#### QUOTED PASSAGE

Convert spherical harmonic DC coefficients to RGB colors.

Converts the DC component (sh0) of spherical harmonics to standard RGB color values in the range [0, 1]. Useful for visualization and color manipulation.

Parameters:

sh (np.ndarray | float): SH DC coefficients - Shape (N, 3) or scalar

Returns:

np.ndarray | float: RGB colors in [0, 1] range

Example:

from gsply import plyread, sh2rgb

data = plyread("scene.ply")

# Convert SH to RGB for visualization
rgb_colors = sh2rgb(data.sh0)
print(f"First color: RGB({rgb_colors[0, 0]:.3f}, {rgb_colors[0, 1]:.3f}, {rgb_colors[0, 2]:.3f})")

# Modify colors in RGB space
rgb_colors *= 1.5  # Make brighter
data.sh0 = rgb2sh(np.clip(rgb_colors, 0, 1))  # Convert back

`rgb2sh(rgb)`

Convert RGB colors to spherical harmonic DC coefficients.

Converts standard RGB color values in the range [0, 1] to the DC component (sh0) of spherical harmonics. Inverse of sh2rgb().

########
#### DATA SHOWN

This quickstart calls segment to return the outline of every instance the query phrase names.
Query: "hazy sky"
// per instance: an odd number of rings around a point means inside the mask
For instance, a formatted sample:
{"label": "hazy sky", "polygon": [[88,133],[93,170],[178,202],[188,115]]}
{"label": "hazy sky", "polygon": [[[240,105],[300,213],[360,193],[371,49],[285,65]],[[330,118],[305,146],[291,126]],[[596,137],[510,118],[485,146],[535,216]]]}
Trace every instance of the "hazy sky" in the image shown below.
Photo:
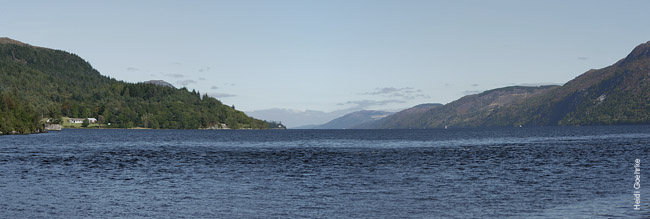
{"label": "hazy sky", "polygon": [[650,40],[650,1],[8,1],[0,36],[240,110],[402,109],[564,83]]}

########
#### DATA SHOWN

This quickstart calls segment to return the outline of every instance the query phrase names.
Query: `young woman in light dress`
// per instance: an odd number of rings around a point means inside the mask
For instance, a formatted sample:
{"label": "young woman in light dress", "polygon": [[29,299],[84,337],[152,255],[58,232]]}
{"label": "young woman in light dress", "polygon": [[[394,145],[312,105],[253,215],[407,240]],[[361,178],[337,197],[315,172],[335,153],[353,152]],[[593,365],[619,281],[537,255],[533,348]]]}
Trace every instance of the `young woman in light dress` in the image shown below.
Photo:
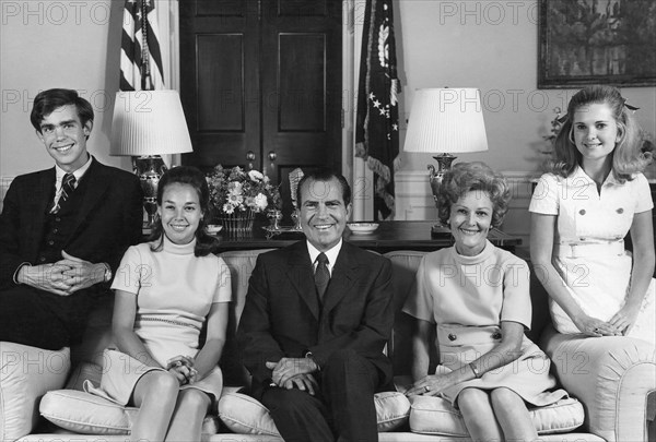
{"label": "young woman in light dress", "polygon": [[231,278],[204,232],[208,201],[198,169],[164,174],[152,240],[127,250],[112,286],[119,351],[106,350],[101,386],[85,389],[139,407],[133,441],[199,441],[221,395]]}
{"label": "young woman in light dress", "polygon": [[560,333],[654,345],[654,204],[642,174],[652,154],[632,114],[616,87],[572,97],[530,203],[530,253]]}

########
#### DATA SHOWN

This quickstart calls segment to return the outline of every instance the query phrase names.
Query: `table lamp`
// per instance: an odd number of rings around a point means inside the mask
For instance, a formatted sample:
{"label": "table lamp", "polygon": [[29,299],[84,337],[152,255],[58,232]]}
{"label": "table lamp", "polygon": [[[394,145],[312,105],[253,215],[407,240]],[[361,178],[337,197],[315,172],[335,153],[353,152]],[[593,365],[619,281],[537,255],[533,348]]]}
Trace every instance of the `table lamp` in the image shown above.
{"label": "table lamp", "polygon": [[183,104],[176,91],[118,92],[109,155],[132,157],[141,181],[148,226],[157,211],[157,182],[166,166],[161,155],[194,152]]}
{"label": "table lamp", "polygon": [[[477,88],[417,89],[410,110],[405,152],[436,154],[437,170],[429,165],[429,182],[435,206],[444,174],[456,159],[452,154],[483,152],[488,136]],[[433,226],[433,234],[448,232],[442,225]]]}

########

- [PARTS OF THE EXERCISE]
1. Rewrite the stretch of the SH-to-RGB documentation from "# Modify colors" through "Inverse of sh2rgb().", putting "lighter" in place of "brighter".
2. Select every line of the entries that contains the string "below", matching case exactly.
The SH-to-RGB documentation and the entries were taken from unrelated sources.

- [RESULTS OF THE TASKS]
1.
# Modify colors in RGB space
rgb_colors *= 1.5  # Make lighter
data.sh0 = rgb2sh(np.clip(rgb_colors, 0, 1))  # Convert back

`rgb2sh(rgb)`

Convert RGB colors to spherical harmonic DC coefficients.

Converts standard RGB color values in the range [0, 1] to the DC component (sh0) of spherical harmonics. Inverse of sh2rgb().

2.
Trace every instance of the "hazy sky" in the image shown below.
Trace every instance of the `young woman in light dress` in the image shown below.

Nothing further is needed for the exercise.